═════ Segmento del documento
Quest`ultimo non avrebbe potuto essere emanato o sarebbe stato emanato in modo diverso ove il primo fosse mancato o fosse stato diverso.

In considerazione di questa autonomia l`atto presupposto deve essere impugnato con quello successivo, sia pure in occasione dell`impugnativa di quest`ultimo.

Le eccezioni appaiono essere sostanzialmente due:

<+>1) l`omessa impugnazione di un atto presupposto da cui deriva la definitiva acquiescenza;

<+>2) il ricorrente, all`epoca dell`emanazione dell`atto presupposto, non poteva considerarsi titolare di un interesse legittimo.

Questa “incursione” nella particolare patologia dei vizi degli atti presupposti ci consente di avvicinarsi alla “questione centrale” trattata dalla sentenza in parola.

In particolare gli interessati lamentano che l`atto impugnato sarebbe affetto da violazione di legge ed eccesso di potere e avrebbe introdotto delle tariffe del tutto arbitrarie, assoggettando gli studi professionali a oneri più elevati rispetto ad altre categorie di immobili, in grado di produrre RSU in misura certamente non minore rispetto a quello di locali adibiti alla predetta destinazione.

Le tariffe, secondo gli stessi, avrebbero dovuto tener conto non delle capacità reddituali dei titolari di tali immobili, bensì dell`effettiva capacità di produrre rifiuti e dunque dall`uso concreto degli stessi.

Nel caso in esame – evidenzia la sentenza nell`accogliere il ricorso – i provvedimenti (cioè il regolamento e la delibera) non indicano i motivi per i quali si è tenuto di poter assoggettare a tariffe ampiamente differenziate le diverse categorie di produttori di rifiuti interni e, in particolare, quelle degli studi professionali e dei gabinetti medici e dentistici rispetto alle abitazioni o ad altre categorie che, in sé considerate, non appaiono necessariamente produttive di minori quantitativi di rifiuti, laddove gli oneri tariffari devono, tendenzialmente, essere ragguagliati agli effettivi oneri di smaltimento (10).

Questa sentenza appare conforme alla giurisprudenza del Consiglio di Stato che aveva già affermato che è “(…) legittima a differenziazione delle tariffe relative alla tassa sui rifiuti solidi urbani in base all`attività economica esercitata dai soggetti passivi e alla relativa incidenza del costo del servizio, ma in capo all`autorità comunale fra la natura dell`attività presa in considerazione e i costi sopportati dal Comune per assicurare il servizio (…)” (11).

D`altro canto lo stesso art. 68 del decreto legislativo n. 507/93 prevede che nell`applicazione della tassa in questione i Comuni debbono compiere previamente valutazioni ponderate di carattere comparativo ai fini della determinazione delle tariffe per unità di superficie relative alle singola categorie (12).
══════════
═════ Dati estratti
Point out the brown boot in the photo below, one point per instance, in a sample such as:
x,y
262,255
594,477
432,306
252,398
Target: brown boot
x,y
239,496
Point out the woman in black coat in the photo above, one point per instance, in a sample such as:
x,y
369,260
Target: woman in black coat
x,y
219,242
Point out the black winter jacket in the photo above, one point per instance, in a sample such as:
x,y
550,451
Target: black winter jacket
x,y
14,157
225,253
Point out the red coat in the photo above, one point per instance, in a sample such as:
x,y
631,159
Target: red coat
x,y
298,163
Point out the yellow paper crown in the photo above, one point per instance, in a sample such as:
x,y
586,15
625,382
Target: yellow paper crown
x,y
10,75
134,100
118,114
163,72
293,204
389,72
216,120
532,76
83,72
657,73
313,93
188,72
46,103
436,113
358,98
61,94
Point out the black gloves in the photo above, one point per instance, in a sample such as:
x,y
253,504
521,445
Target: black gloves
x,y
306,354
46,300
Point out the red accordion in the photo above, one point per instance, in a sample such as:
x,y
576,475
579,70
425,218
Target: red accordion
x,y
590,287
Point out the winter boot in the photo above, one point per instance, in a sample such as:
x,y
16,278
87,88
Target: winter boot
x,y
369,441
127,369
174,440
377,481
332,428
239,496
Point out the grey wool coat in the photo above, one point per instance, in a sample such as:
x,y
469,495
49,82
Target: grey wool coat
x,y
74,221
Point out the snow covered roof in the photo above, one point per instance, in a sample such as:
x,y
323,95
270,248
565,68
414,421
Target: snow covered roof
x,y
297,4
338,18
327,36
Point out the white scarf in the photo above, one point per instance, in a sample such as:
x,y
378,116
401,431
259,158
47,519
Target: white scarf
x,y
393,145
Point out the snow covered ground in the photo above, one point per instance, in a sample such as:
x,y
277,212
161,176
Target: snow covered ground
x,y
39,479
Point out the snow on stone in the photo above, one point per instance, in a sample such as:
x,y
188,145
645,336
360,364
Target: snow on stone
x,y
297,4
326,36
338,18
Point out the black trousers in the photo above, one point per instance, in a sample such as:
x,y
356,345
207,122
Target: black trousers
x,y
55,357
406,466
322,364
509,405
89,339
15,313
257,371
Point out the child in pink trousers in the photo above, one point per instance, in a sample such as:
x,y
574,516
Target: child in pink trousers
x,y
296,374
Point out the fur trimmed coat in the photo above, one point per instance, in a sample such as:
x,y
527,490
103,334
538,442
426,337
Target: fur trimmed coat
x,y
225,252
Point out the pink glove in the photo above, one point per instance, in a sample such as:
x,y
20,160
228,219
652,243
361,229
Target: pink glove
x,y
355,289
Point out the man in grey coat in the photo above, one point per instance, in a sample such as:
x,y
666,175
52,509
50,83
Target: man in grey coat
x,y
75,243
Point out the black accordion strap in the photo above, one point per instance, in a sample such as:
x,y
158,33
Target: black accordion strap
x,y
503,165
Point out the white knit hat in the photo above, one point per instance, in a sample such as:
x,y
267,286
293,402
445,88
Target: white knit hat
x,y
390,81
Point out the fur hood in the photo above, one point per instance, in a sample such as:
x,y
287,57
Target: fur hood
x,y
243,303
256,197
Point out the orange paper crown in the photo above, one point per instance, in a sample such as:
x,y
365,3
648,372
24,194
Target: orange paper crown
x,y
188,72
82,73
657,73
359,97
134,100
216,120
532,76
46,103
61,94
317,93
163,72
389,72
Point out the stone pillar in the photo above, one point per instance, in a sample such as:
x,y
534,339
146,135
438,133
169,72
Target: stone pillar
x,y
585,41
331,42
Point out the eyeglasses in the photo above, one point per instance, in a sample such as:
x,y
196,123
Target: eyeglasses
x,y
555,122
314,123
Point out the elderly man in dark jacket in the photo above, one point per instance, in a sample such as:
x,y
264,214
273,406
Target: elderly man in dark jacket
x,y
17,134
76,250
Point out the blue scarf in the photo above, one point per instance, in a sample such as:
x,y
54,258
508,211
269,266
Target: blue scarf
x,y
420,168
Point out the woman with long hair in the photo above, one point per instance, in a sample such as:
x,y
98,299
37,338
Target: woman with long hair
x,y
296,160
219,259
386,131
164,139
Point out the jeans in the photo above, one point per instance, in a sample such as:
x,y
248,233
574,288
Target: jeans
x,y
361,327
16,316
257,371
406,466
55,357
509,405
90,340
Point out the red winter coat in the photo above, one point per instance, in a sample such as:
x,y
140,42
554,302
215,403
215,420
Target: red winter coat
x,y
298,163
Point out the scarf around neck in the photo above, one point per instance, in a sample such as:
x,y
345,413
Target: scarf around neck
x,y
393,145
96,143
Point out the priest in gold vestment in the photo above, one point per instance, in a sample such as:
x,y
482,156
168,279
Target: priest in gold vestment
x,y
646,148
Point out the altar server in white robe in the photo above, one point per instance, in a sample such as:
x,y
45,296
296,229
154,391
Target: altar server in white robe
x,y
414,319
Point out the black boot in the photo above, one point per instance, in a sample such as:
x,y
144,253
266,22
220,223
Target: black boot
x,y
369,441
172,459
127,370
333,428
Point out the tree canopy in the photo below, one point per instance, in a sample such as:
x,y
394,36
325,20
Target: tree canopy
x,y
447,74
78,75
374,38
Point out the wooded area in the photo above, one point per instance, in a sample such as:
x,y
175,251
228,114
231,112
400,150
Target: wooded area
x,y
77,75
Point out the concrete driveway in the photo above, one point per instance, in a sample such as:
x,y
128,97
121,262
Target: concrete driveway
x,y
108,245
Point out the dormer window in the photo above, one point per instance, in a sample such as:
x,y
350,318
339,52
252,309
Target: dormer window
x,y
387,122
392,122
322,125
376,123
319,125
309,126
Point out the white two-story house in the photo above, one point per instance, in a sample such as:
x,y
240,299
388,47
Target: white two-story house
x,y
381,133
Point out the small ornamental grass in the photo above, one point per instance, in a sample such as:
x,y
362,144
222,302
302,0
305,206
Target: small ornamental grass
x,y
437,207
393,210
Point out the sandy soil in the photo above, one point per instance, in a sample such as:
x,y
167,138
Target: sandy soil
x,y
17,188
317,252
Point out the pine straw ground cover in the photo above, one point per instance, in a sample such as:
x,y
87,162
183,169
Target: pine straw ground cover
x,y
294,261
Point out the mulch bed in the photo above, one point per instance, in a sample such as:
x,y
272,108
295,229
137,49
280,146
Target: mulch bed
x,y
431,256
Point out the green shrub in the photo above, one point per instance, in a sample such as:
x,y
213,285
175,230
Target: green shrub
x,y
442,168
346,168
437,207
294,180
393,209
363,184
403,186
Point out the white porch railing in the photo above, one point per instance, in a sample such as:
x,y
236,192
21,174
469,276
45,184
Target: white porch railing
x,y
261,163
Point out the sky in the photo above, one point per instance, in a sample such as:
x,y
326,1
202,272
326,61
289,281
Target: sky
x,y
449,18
══════════
Problemi da risolvere:
1 > Secondo il segmento del documento, quale norma prevede che i Comuni compiano previamente valutazioni ponderate di carattere comparativo per determinare le tariffe?
2 > Riporta il passo del segmento del documento a partire da "Le eccezioni appaiono" e fino a "sentenza in parola.".
3 > Spiega, in base al segmento del documento, per quale motivo la sentenza accoglie il ricorso.

Risposte numerate:
1 > L'art. 68 del decreto legislativo n. 507/93.

2 >
Le eccezioni appaiono essere sostanzialmente due:

<+>1) l`omessa impugnazione di un atto presupposto da cui deriva la definitiva acquiescenza;

<+>2) il ricorrente, all`epoca dell`emanazione dell`atto presupposto, non poteva considerarsi titolare di un interesse legittimo.

Questa “incursione” nella particolare patologia dei vizi degli atti presupposti ci consente di avvicinarsi alla “questione centrale” trattata dalla sentenza in parola.

3 > Il regolamento e la delibera non indicano i motivi per cui si sono applicate tariffe ampiamente differenziate alle diverse categorie di produttori di rifiuti interni. In particolare, non spiegano il trattamento degli studi professionali e dei gabinetti medici e dentistici rispetto alle abitazioni o ad altre categorie che non appaiono necessariamente produttive di minori quantitativi di rifiuti. Gli oneri tariffari devono invece, tendenzialmente, essere ragguagliati agli effettivi oneri di smaltimento.